__REQUIRED TASK__.
Rewrite the listing below, swapping "the function" for "the tool" wherever it occurs and leaving everything else unchanged. Omit the pictures from your output.

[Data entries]
[start]

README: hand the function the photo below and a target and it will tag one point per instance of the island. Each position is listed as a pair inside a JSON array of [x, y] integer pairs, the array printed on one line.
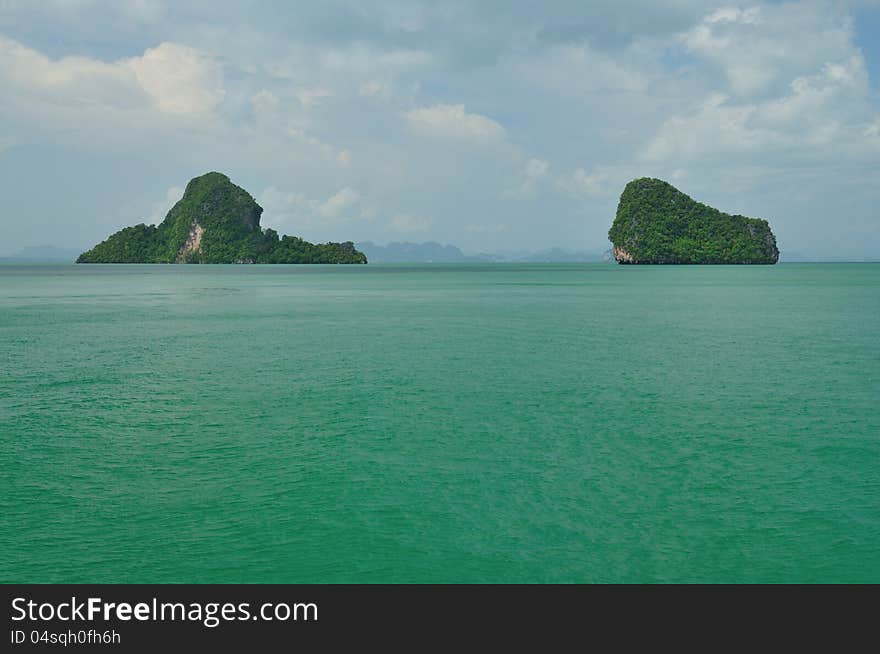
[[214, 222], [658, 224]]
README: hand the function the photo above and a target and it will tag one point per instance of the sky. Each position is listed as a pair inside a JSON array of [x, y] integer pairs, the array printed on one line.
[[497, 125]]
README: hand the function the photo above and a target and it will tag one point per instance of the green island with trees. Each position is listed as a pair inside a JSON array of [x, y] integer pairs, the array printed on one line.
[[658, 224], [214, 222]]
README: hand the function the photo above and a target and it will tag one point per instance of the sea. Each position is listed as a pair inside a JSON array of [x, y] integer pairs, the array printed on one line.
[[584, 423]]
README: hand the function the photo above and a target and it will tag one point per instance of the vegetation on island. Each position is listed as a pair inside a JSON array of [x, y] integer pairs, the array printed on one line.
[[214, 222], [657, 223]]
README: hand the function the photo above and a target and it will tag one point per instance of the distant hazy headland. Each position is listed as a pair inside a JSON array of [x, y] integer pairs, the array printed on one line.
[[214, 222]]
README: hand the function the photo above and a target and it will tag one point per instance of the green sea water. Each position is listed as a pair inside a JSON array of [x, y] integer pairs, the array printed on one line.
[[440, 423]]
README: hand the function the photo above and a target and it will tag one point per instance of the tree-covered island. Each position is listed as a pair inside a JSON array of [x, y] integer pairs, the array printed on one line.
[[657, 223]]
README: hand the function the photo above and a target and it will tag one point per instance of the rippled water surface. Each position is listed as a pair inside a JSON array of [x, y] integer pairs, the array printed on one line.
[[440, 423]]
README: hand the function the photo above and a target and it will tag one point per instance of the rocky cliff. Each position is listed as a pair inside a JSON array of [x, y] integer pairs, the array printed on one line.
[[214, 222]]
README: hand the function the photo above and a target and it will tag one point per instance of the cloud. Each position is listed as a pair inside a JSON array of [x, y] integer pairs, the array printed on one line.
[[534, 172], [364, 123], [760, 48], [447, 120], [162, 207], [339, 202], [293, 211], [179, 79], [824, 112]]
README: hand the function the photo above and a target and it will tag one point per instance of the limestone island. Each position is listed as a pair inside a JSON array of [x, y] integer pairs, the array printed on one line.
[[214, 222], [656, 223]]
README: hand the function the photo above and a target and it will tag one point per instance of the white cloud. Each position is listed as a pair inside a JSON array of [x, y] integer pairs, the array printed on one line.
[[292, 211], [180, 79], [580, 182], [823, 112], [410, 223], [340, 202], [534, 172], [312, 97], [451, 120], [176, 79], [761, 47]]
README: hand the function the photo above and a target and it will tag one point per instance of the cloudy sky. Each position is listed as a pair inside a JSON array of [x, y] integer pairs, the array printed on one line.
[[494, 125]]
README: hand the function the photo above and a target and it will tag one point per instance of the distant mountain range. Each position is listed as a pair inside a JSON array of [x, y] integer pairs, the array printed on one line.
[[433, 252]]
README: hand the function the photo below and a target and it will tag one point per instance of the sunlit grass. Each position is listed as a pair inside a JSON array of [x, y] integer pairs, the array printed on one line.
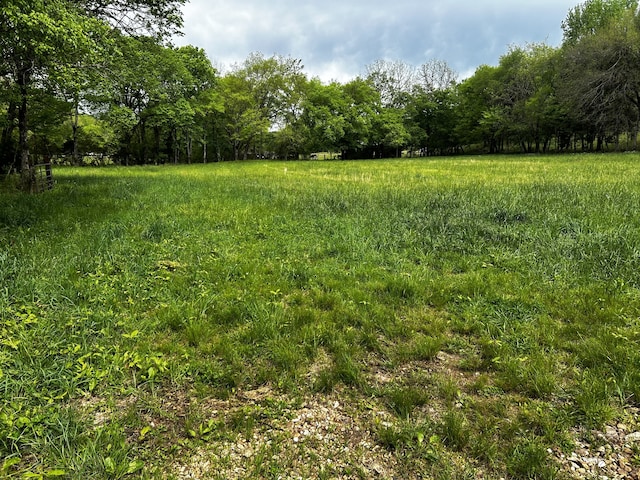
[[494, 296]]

[end]

__EXERCISE OUTPUT__.
README: hand the tool the photo below and a target and it will tag one point per instance of the island. Each position is listed as a pair inside a JSON array of [x, y] integer pairs, the array printed on one line.
[[214, 222], [658, 224]]
README: hand the tool the photo above and a target and it will tag one point per instance of the sky. Each position is listed as a pair inside a JSON array of [x, y] integer pairs, the array printed on one line.
[[497, 125]]
README: hand the tool the photo above and a target and it will tag one point per instance of the green island with trees. Each position is listed as a pair inside a JSON array of [x, y] integer pairs, the array printed on one line.
[[658, 224], [214, 222]]
README: hand the tool the photo above and a target and it will tag one point per instance of the sea. Each position is listed as a pair inside a JSON array of [x, y] integer pairs, the array printed on one line.
[[584, 423]]
README: hand the tool the photo above and a target and it will tag one point per instance of the vegetation on island. Each position is listed as a pair inside a JSON array of [x, y] integer pairs, the array printed on one line.
[[214, 222], [657, 223]]
README: hand the tool the photo above and a target and it will tag one point per instance of the distant hazy headland. Each position is listed as a pair inside a JSON array of [x, y] integer pairs, the array printed on one line.
[[214, 222]]
README: hand the tool the photo above and a target and it will tag one point per instance of the green sea water. Each position is listed as a pair inside a JSON array of [x, y] integer pairs, the array printed on one line.
[[440, 423]]
README: hand the tool the photo above and a target and it will tag one point per instance of the tree-covered island. Each position is listed as a pair inside a JSON array of [x, y] integer pairs, the array printed on one line.
[[657, 223]]
README: hand the tool the photo above and a target and it will tag one point per instance of the rippled water surface. Each position is listed as a pair inside a JSON array of [x, y] integer pairs, the array printed on one line.
[[440, 423]]
README: hand the tool the photo above and a target and it will tag one point per instance of the rocky cliff. Each position is listed as a pair inside a JSON array of [x, y] integer pairs, the array printed on one line.
[[214, 222]]
README: hand the tool the photo above and a target and it will tag one point per instance of the cloud. Each position is listed as a pair inside a JSON array of [x, y] integer pairs, the array printed on one line.
[[534, 172], [364, 123], [760, 48], [447, 120], [162, 207], [339, 202], [293, 211], [179, 79], [824, 112]]
README: hand the tool the photo above and a target and it will tag one point per instance of the limestone island. Each position is listed as a pair inside a JSON array of [x, y] integer pairs, the array printed on one line.
[[214, 222], [656, 223]]
README: hand the tool the photo above and a target and it will tag one point per instance of the white cloud. Each position is listed as a pair inside a JSON array of [x, y] integer pairs, the array printed on one line.
[[292, 211], [180, 79], [580, 182], [823, 112], [410, 223], [340, 202], [534, 172], [312, 97], [451, 120], [176, 79], [761, 47]]
README: hand the tool the photo above and a target and it will tag one point per instance of the cloudy sky. Each position is listed as a pair inside a JSON array of [x, y] integer pairs, the array printed on one line.
[[494, 125]]
README: hand the tool the photo above and a target and it will tag one point per instance of the distant mountain range. Each position is listed as a pair inside a JSON array of [x, y] integer pairs, the array printed on one line.
[[433, 252]]
README: hand the tool the photo below and a target and it will tag one point per instance of the sunlit grass. Each position is listed as a pair inside a JSON array of [x, y] integer pairs, the array printed on one line.
[[494, 296]]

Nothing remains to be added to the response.